START Text excerpt
Where does it end? Not revelation, but 1 Corinthians 15:20-28. “Then cometh the end…that God might be all in all.”
We have the beginning and end of the story. It’s nice to know the story ends well. God’s story begins with Him, and it ends with him becoming all things to all humanity. However, the road to true love doesn’t run smoothly, as human history attests. We have the unfolding drama of redemption between the beginning and the end. That’s the subject of this lesson.
God’s redemptive drama plays out in various dispensations, days, and earths between that beautiful beginning and the end. I want to give you an overview of these things without going into too much detail so that we can have our bearings.
When studying the Scriptures, you will notice that God has dealt with people differently at different times. These distinct periods have been called dispensations. A dispensation refers to how God deals with people; it’s an administration, stewardship, or method of dealing. The Greek word is oikonomia, which is made up of “house” and “law,” the order of a household. God deals with people differently at different times. Keep that in mind.
END Text excerpt
START Given data
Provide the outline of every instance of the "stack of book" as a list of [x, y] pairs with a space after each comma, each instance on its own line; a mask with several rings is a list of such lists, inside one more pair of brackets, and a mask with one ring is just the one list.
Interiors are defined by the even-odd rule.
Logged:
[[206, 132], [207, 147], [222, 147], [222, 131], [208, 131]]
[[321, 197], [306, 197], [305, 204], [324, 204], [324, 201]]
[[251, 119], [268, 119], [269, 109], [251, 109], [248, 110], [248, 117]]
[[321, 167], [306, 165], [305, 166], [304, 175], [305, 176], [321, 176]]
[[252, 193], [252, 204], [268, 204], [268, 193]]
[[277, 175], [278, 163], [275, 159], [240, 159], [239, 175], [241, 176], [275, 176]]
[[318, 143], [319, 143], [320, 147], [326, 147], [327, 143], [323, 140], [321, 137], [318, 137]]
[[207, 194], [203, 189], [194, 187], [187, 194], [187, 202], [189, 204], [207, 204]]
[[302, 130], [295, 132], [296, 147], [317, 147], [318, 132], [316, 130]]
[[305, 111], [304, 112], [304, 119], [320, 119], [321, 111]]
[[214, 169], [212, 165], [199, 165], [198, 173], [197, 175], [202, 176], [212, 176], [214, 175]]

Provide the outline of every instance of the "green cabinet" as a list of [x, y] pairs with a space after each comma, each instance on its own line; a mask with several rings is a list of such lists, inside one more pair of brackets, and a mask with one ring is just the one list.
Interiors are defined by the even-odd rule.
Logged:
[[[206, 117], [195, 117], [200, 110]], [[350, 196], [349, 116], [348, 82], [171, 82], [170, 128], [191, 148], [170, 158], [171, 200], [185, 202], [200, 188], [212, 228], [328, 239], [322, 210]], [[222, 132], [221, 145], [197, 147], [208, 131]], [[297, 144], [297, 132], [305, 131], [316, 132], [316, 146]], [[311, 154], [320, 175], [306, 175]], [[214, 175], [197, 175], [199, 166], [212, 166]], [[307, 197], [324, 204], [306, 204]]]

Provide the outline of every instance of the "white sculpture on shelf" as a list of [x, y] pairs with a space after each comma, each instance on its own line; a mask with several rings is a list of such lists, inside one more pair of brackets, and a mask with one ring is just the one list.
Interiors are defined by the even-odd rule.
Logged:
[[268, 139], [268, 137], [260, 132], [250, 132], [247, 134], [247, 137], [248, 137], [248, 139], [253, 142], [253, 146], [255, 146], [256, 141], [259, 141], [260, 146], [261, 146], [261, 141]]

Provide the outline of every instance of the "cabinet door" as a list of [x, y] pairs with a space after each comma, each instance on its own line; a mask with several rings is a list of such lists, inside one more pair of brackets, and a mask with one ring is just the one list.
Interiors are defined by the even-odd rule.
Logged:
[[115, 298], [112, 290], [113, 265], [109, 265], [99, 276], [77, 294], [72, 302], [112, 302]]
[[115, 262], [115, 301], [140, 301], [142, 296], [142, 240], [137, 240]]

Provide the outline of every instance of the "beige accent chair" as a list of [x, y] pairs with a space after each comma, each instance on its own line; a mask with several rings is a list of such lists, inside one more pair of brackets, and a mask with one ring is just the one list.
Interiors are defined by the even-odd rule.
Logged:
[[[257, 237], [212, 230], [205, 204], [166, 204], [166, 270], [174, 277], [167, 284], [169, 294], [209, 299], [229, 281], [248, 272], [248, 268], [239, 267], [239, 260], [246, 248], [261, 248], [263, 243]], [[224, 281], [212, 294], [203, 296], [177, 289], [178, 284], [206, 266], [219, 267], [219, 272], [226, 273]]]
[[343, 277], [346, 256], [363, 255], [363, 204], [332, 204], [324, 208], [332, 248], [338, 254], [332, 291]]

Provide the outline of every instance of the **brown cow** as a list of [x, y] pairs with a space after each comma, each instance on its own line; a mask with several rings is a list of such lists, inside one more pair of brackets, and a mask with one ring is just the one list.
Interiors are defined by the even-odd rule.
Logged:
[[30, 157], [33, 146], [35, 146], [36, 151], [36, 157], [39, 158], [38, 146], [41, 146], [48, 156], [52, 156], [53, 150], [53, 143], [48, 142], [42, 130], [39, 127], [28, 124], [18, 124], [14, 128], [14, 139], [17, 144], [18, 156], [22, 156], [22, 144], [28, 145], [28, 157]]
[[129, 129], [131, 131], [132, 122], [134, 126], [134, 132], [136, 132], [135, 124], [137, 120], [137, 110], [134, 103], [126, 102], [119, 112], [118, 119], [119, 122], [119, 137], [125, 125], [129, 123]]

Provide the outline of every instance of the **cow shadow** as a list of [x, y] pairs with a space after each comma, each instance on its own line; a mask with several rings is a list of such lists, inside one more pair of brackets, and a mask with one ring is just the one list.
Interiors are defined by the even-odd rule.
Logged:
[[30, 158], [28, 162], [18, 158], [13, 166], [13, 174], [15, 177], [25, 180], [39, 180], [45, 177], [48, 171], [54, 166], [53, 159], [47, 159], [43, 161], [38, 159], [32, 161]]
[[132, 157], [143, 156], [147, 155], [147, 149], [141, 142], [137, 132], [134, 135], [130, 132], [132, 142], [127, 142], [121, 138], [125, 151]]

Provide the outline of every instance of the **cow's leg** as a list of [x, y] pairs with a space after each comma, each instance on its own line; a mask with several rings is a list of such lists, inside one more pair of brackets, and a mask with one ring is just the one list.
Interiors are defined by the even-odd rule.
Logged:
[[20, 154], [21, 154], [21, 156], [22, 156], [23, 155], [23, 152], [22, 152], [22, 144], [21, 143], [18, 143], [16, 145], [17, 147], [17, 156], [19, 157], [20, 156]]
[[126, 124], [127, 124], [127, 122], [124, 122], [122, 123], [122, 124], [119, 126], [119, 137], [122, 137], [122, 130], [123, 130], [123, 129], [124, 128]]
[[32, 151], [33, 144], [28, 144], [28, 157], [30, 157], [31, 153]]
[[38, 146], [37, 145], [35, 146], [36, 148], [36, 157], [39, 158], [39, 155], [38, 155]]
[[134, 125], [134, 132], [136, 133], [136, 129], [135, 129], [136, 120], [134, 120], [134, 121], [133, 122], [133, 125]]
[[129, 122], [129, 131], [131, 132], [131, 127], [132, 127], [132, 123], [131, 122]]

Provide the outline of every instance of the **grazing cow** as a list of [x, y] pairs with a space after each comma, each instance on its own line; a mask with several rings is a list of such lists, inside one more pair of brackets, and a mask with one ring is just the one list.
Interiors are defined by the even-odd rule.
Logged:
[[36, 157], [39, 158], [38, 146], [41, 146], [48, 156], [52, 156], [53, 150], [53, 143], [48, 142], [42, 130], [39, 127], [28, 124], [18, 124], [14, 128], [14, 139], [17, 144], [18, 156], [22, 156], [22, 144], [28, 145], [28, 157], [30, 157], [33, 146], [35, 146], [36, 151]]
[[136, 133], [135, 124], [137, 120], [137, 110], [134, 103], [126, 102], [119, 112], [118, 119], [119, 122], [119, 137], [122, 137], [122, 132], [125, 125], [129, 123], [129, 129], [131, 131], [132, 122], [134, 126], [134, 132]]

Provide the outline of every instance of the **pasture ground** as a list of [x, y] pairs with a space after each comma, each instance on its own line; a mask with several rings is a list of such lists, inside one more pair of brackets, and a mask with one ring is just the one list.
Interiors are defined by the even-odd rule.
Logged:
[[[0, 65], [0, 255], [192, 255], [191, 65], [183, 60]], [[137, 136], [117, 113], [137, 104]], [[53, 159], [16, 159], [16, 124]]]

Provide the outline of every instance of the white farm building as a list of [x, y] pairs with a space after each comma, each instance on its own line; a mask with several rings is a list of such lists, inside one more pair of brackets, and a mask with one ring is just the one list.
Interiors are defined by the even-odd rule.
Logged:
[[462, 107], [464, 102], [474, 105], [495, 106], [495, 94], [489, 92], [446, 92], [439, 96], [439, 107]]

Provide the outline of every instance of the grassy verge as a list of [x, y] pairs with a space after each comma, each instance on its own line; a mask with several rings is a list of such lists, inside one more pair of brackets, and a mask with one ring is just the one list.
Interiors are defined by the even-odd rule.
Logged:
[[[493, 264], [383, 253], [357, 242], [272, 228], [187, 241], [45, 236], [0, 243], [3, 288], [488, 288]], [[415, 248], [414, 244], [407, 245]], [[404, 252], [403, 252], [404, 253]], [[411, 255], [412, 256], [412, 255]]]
END Given data
Aim 1:
Do these statements agree with the text on dispensations? Answer yes or no for each, and quote the deciding words of the text exactly.
(a) The text places the end of the story in Revelation.
(b) The text gives oikonomia as the Greek word behind "dispensation."
(c) The text holds that the road to true love runs smoothly.
Aim 2:
Revise the part of the text on dispensations starting with "Where does it" and going on through "have our bearings.", putting "narrative" wherever "drama" appears.

Complete response 1:
(a) No: "Not revelation, but 1 Corinthians 15:20-28."
(b) Yes: "The Greek word is oikonomia"
(c) No: "However, the road to true love doesn’t run smoothly"

Complete response 2:
Where does it end? Not revelation, but 1 Corinthians 15:20-28. “Then cometh the end…that God might be all in all.”
We have the beginning and end of the story. It’s nice to know the story ends well. God’s story begins with Him, and it ends with him becoming all things to all humanity. However, the road to true love doesn’t run smoothly, as human history attests. We have the unfolding narrative of redemption between the beginning and the end. That’s the subject of this lesson.
God’s redemptive narrative plays out in various dispensations, days, and earths between that beautiful beginning and the end. I want to give you an overview of these things without going into too much detail so that we can have our bearings.